** Start of DATA EXCERPTS **

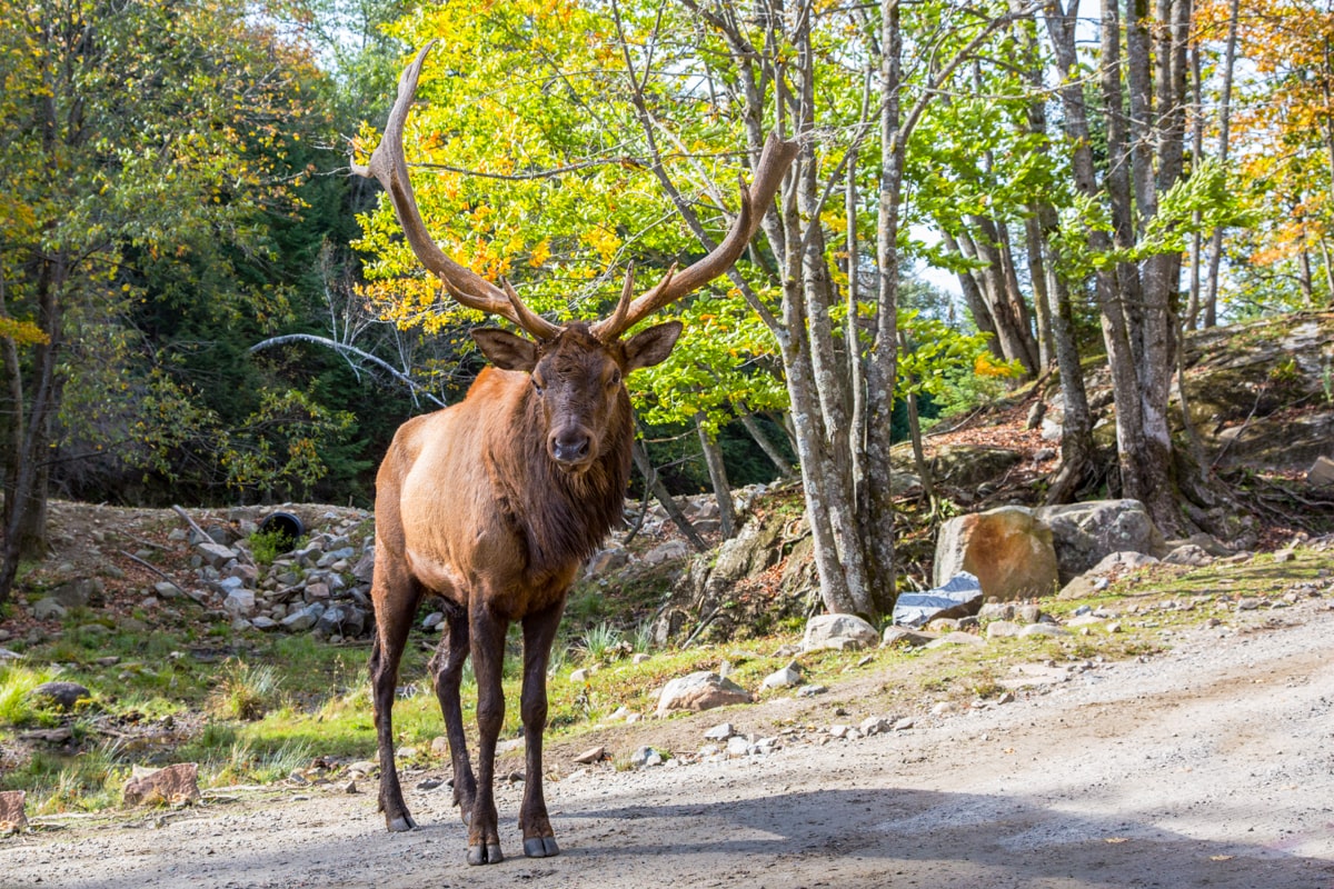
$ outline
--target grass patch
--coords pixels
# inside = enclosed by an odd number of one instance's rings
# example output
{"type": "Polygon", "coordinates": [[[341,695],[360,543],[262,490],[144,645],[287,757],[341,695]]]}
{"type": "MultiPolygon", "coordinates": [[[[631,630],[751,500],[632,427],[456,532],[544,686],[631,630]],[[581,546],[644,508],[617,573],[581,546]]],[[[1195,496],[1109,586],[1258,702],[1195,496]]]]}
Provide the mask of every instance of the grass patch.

** End of DATA EXCERPTS **

* **INSTRUCTION**: Copy out the data again, swapping "grass patch" for "flower bed" and keeping everything else the same. Leave the pictures out of your answer.

* **TASK ANSWER**:
$ outline
--target flower bed
--coords pixels
# inside = enclosed by an odd number of one instance's rings
# example output
{"type": "Polygon", "coordinates": [[[341,695],[360,543],[262,490],[144,645],[287,757],[341,695]]]}
{"type": "MultiPolygon", "coordinates": [[[[631,630],[751,500],[632,427],[456,532],[544,686],[631,630]],[[581,546],[644,508],[617,573],[581,546]]],[[[1195,496],[1109,586],[1258,702],[1195,496]]]]}
Provide the mask of every instance of the flower bed.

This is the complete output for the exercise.